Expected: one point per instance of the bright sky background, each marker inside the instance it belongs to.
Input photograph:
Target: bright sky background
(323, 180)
* * *
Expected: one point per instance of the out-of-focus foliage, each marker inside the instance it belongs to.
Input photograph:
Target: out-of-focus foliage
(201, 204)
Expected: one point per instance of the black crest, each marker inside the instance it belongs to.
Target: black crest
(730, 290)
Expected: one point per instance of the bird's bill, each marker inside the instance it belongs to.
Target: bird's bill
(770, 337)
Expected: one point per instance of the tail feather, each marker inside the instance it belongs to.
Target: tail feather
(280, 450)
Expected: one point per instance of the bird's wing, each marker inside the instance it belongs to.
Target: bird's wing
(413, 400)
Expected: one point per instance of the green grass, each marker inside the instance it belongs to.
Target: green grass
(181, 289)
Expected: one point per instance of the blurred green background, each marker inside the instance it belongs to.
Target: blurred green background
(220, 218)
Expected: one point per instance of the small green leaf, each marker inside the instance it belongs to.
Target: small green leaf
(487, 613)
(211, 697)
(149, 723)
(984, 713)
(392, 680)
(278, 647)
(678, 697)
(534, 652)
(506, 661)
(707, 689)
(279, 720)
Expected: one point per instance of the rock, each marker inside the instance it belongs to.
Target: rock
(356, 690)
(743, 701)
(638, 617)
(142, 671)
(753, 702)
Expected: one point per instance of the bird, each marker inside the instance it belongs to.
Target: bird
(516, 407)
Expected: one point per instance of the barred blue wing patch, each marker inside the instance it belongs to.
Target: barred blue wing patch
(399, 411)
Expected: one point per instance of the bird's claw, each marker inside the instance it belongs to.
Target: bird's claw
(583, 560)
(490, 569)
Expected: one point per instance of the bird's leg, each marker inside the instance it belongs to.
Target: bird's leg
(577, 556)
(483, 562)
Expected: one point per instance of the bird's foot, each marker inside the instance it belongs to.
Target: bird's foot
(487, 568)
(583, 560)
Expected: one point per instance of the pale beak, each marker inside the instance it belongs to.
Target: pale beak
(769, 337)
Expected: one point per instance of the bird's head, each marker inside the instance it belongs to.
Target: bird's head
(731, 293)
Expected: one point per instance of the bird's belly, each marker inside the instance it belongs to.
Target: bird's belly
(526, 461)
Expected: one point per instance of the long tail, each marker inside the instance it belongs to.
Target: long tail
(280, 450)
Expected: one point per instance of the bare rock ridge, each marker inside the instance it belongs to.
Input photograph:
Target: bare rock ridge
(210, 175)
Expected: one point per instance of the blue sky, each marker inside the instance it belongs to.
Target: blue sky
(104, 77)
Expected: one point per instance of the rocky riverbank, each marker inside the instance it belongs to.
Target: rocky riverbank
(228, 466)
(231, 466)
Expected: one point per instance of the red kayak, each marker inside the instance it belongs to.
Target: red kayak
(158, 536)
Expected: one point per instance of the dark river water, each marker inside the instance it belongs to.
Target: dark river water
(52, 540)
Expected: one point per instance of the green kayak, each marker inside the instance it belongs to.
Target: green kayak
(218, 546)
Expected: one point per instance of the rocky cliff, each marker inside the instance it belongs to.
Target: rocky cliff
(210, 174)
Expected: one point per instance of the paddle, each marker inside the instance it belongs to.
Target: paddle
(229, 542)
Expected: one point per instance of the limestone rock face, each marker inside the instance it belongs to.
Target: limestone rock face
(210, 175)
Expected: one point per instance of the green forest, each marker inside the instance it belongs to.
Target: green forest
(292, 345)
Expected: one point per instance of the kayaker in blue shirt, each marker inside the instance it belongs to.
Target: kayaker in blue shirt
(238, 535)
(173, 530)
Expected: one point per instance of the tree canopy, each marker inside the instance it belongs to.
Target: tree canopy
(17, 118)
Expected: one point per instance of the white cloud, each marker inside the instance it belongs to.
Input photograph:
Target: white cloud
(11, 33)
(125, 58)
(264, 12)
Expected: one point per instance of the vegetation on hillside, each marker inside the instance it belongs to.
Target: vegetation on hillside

- **WHAT YOU SHOULD DO**: Reproduce the items word for word, beginning at the line containing "Expected: one point per instance of the bare" and continuing through the line containing "Target: vegetation on hillside", with both of those lines included.

- **IN RESPONSE**:
Expected: one point per instance of the bare rock ridge, each marker inside the instance it belongs to.
Input photograph:
Target: bare rock ridge
(210, 175)
Expected: one point per instance of the blue sky, each marker inside the instance it belongs to.
Target: blue sky
(104, 77)
Expected: one point per instance of the rocky riverbank, each marker inside the instance it belongs to.
Target: rocky riverbank
(228, 466)
(231, 466)
Expected: one point per instance of the red kayak, each marker inside the instance it belongs to.
Target: red kayak
(158, 536)
Expected: one point per instance of the dark river water, each marker inside the instance it belongs to.
Target: dark river water
(52, 540)
Expected: one point per instance of the green kayak, each marker inside the instance it belongs to.
Target: green kayak
(218, 546)
Expected: one point per instance of the rocky cliff, each marker inside the instance it belongs to.
Target: rocky cliff
(210, 174)
Expected: one point per instance of the paddle, each marker inside the instance it belongs to.
Target: paddle
(229, 542)
Expected: one point per instance of the limestone rock face, each marker inside the instance it belongs to.
Target: limestone rock face
(210, 175)
Expected: one point per instance of the green forest, each marker inside the instance it belongs to.
Target: green forest
(292, 345)
Expected: one point per instance of the kayaker in blue shirt, each marker inside the instance it belongs to.
Target: kayaker in blue shirt
(238, 535)
(173, 530)
Expected: one point per instance of the tree canopy, each marker inside the instance it belongs to.
Target: tree canopy
(17, 118)
Expected: one point per instance of the white cloud, each marker inside the instance it belongs to.
Input photograph:
Target: white cloud
(11, 33)
(125, 58)
(264, 12)
Expected: one point per instance of the vegetation on hillside, each marker inside the instance it belongs to.
Target: vegetation on hillside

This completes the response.